↓

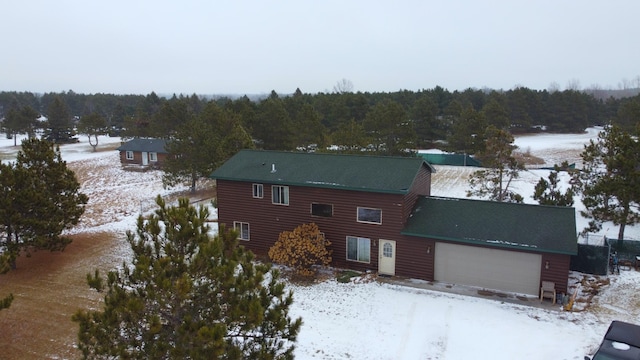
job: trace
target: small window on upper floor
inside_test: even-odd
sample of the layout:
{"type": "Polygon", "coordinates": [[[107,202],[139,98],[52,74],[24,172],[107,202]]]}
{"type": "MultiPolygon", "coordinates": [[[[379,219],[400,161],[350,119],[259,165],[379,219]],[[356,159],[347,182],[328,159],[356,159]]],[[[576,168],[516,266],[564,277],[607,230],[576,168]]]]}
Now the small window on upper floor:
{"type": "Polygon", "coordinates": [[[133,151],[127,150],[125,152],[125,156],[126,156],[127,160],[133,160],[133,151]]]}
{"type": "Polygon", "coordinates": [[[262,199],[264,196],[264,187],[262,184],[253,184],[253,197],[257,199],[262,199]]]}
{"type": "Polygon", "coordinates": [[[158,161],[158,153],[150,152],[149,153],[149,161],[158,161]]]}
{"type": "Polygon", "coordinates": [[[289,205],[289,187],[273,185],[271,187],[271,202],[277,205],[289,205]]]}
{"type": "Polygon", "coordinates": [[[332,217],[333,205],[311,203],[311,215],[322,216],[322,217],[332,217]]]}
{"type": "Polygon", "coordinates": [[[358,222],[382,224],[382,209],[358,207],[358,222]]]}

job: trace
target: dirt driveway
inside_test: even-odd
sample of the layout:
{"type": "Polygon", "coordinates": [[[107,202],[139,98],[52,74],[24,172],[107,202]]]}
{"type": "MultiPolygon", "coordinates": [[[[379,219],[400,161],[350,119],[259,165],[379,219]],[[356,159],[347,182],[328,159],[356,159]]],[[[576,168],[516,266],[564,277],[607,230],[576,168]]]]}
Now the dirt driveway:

↑

Required action: Write down the full listing above exactly as it is, except for any images.

Result of this exercise:
job: trace
target: small window on upper floor
inside_test: even-odd
sample of the layout:
{"type": "Polygon", "coordinates": [[[107,202],[139,98],[52,74],[24,172],[107,202]]]}
{"type": "MultiPolygon", "coordinates": [[[[379,219],[400,161],[350,119],[259,165],[379,219]],[[356,159],[347,182],[328,159],[356,159]]],[[[576,168],[516,266],[564,277],[607,230],[576,168]]]]}
Now the small window on upper floor:
{"type": "Polygon", "coordinates": [[[133,151],[127,150],[125,152],[125,156],[126,156],[127,160],[133,160],[133,151]]]}
{"type": "Polygon", "coordinates": [[[262,199],[264,196],[264,187],[262,184],[253,184],[253,197],[257,199],[262,199]]]}
{"type": "Polygon", "coordinates": [[[158,161],[158,153],[150,152],[149,153],[149,161],[158,161]]]}
{"type": "Polygon", "coordinates": [[[289,205],[289,187],[273,185],[271,187],[271,202],[277,205],[289,205]]]}
{"type": "Polygon", "coordinates": [[[332,217],[333,205],[311,203],[311,215],[322,216],[322,217],[332,217]]]}
{"type": "Polygon", "coordinates": [[[358,222],[382,224],[382,209],[358,207],[358,222]]]}

job: trace
target: dirt driveway
inside_test: even-odd
sample of the layout:
{"type": "Polygon", "coordinates": [[[107,202],[139,98],[52,74],[24,172],[107,202]]]}
{"type": "MultiPolygon", "coordinates": [[[[379,219],[400,161],[350,119],[259,165],[379,219]],[[356,159],[347,182],[328,159],[356,159]]],[[[576,168],[516,266],[564,277],[607,230],[576,168]]]]}
Now the dirt driveway:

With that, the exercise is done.